It’s time Gray Matters put up or shut up, instead of merely complaining about what passes for the American health care system. And if one day we get a responsive president and Congress, what is a realistic alternative to the nation’s dependence for its health care on the private health insurance business?

I say “realistic” because presidents at least as far back as Harry S. Truman in 1948 have sought universal health care - but he had to settle for Medicare about 20 years later. In 1992 the Clintons tried with a proposal that sought to satisfy everyone, but it collapsed under its own weight and was killed by the insurance industry.

But the polls and the deepening crisis in health care, including the loss of insurance for millions of workers and retirees, seem to be reviving the imperative for change. And if we can stop the Bush administration from killing our only national health insurance program, Medicare, it could become the vehicle for a politically feasible alternative - a universal, “single-payer” system.

Despite the assaults from the right, Medicare remains the nation’s most popular and efficient health insurance program: 90 percent of eligible beneficiaries participate, and 98 percent of non- pediatric physicians accept Medicare; so do most hospitals. According to polls, younger workers hope to join one day, but doubt there will be enough funds left for them.

Problem requirements: Please write out everything in the health care text from "It’s time Gray" down to "the insurance industry.", word for word and including both ends. You won't need the entries.

Data under study:
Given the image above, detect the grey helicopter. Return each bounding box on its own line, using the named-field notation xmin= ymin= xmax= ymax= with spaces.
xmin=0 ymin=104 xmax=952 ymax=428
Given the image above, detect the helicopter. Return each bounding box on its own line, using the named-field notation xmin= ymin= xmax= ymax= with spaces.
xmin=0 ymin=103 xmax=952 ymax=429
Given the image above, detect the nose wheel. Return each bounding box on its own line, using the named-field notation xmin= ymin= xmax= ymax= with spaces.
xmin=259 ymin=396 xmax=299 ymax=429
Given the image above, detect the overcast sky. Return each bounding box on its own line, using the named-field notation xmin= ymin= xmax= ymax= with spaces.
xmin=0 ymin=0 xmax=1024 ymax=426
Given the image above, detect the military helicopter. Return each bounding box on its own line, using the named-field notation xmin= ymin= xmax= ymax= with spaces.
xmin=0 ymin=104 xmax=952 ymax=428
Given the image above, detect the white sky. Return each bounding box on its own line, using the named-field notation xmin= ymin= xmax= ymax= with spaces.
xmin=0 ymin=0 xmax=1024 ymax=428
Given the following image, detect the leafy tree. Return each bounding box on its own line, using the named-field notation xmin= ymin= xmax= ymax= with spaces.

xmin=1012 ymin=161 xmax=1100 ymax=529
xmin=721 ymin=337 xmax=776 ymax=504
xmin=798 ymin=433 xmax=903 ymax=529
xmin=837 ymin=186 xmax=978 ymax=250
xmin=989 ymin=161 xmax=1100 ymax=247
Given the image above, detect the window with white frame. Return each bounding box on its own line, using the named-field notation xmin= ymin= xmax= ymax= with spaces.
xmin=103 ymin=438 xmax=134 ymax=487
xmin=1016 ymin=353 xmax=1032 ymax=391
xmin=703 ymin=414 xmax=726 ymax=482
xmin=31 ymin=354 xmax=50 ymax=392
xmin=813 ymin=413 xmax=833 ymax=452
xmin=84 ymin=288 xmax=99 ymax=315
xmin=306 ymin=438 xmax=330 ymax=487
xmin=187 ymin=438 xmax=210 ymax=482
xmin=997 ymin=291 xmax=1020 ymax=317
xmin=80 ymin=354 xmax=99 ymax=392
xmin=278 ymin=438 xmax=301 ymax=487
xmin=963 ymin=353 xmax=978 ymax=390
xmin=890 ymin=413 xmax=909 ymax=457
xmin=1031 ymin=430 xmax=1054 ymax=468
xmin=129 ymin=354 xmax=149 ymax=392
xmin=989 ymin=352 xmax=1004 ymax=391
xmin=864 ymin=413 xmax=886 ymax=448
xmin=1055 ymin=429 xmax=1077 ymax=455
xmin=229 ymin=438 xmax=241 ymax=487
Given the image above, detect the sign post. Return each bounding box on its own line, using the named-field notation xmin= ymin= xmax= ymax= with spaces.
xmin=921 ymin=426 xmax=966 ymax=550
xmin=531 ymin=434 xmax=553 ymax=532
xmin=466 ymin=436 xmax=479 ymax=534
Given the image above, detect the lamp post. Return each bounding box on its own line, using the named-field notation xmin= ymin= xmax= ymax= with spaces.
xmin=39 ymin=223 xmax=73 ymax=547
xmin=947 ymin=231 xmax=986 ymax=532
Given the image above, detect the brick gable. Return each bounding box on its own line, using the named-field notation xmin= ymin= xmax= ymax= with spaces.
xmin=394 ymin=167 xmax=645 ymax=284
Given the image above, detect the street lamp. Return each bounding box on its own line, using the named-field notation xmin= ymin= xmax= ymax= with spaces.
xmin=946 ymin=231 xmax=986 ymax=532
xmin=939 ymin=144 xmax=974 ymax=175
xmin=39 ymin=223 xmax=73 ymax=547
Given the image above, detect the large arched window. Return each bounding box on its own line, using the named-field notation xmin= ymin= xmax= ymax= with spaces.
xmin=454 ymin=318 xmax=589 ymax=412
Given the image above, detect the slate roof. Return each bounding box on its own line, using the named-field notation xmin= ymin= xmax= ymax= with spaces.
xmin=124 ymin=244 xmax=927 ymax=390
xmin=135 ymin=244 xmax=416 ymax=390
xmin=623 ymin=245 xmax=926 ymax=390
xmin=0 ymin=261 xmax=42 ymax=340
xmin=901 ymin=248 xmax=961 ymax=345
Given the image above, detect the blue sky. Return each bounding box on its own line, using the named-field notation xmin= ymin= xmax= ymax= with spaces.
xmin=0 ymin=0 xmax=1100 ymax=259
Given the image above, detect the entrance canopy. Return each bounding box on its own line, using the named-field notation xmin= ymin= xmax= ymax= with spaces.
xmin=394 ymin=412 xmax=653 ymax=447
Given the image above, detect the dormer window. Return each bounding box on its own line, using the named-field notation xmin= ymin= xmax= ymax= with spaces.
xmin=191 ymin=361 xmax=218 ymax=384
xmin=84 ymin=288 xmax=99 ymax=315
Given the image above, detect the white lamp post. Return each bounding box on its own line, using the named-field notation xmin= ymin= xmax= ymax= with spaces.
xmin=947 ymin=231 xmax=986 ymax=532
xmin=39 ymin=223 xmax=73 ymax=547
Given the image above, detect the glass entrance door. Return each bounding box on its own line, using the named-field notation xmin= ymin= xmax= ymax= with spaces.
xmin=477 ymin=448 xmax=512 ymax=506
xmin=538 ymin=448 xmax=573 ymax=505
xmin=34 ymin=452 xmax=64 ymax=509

Output:
It’s time Gray Matters put up or shut up, instead of merely complaining about what passes for the American health care system. And if one day we get a responsive president and Congress, what is a realistic alternative to the nation’s dependence for its health care on the private health insurance business?

I say “realistic” because presidents at least as far back as Harry S. Truman in 1948 have sought universal health care - but he had to settle for Medicare about 20 years later. In 1992 the Clintons tried with a proposal that sought to satisfy everyone, but it collapsed under its own weight and was killed by the insurance industry.